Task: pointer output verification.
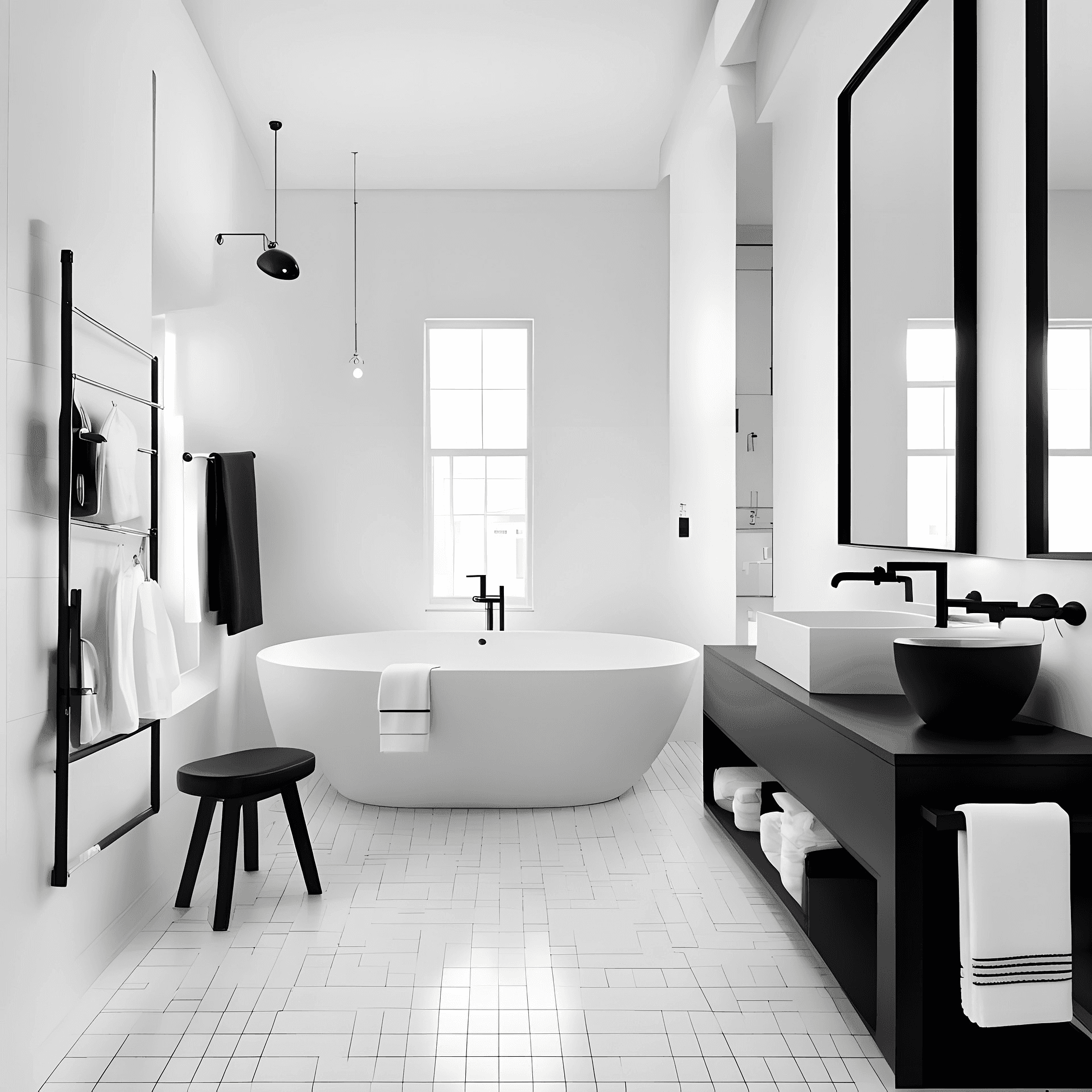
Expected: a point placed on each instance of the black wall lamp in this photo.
(272, 261)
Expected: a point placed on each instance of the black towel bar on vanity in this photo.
(946, 819)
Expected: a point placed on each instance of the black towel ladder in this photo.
(69, 600)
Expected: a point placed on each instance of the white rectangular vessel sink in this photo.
(838, 651)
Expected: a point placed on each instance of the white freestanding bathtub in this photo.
(519, 719)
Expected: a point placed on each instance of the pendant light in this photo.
(272, 261)
(355, 358)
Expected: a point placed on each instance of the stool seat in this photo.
(239, 781)
(245, 774)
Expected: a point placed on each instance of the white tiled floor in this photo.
(625, 947)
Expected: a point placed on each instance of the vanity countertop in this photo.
(886, 725)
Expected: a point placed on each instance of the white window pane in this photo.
(506, 419)
(929, 508)
(505, 358)
(469, 496)
(470, 465)
(457, 419)
(508, 466)
(507, 491)
(470, 552)
(442, 556)
(1070, 504)
(506, 543)
(1068, 419)
(507, 496)
(454, 358)
(1067, 359)
(930, 355)
(925, 417)
(441, 485)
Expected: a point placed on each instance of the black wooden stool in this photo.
(239, 781)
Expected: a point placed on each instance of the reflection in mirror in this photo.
(1060, 283)
(907, 292)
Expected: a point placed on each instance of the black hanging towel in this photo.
(235, 584)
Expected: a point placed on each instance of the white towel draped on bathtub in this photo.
(406, 707)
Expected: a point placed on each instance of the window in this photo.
(478, 435)
(1069, 417)
(930, 435)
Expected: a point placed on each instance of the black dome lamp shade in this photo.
(272, 261)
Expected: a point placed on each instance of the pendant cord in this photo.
(355, 348)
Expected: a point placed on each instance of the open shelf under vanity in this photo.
(884, 911)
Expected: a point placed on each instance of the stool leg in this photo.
(250, 835)
(300, 835)
(198, 839)
(229, 852)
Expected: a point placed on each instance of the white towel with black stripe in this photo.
(406, 707)
(1016, 937)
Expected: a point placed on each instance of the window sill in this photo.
(477, 609)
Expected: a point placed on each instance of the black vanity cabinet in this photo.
(866, 766)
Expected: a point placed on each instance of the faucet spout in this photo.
(490, 601)
(892, 574)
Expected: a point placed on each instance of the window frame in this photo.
(464, 603)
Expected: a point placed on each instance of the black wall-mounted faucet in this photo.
(490, 601)
(890, 576)
(1043, 609)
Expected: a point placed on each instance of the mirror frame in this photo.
(965, 274)
(1039, 311)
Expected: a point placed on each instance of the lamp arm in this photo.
(221, 236)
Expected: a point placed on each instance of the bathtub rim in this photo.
(690, 655)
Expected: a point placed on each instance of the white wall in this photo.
(699, 159)
(341, 465)
(802, 104)
(80, 153)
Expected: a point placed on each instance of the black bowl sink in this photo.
(967, 685)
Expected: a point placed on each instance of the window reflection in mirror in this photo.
(907, 223)
(930, 435)
(1069, 275)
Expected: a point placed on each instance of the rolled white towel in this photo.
(727, 779)
(801, 834)
(746, 805)
(789, 804)
(769, 835)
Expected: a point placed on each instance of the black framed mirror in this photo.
(1060, 279)
(908, 287)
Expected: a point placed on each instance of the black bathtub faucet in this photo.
(490, 601)
(1043, 607)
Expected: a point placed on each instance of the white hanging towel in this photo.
(155, 659)
(406, 707)
(747, 804)
(91, 725)
(727, 779)
(193, 536)
(1016, 938)
(121, 673)
(119, 498)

○ ○ ○ ○

Rewrite the entries starting with the line that contains "Expected: a point placed on each instance of the black dome" and going on through the line that contains "(1043, 609)", replacing "faucet" with "tap" and leaving everything else unchanged.

RESULT BELOW>
Expected: a point placed on each instance of the black dome lamp shade in this photo.
(272, 261)
Expected: a point placed on each instance of the pendant cord in this photo.
(355, 348)
Expected: a point placed on each instance of the open shelf under vanity in this photo.
(884, 911)
Expected: a point placed on each instance of the stool leg in this photo.
(250, 835)
(300, 835)
(198, 839)
(229, 852)
Expected: a point placed on each instance of the white towel with black stripe in this photo.
(406, 707)
(1016, 937)
Expected: a point placed on each instance of the window sill in this photo.
(477, 609)
Expected: a point placed on each instance of the black vanity cabinet in this photo.
(866, 766)
Expected: a point placed on each instance of the tap spout in this photo.
(490, 601)
(892, 574)
Expected: a point placed on each instance of the window frame in this photo.
(464, 603)
Expected: a point placed on each instance of the black wall-mounted tap in this photo.
(490, 601)
(890, 576)
(1043, 609)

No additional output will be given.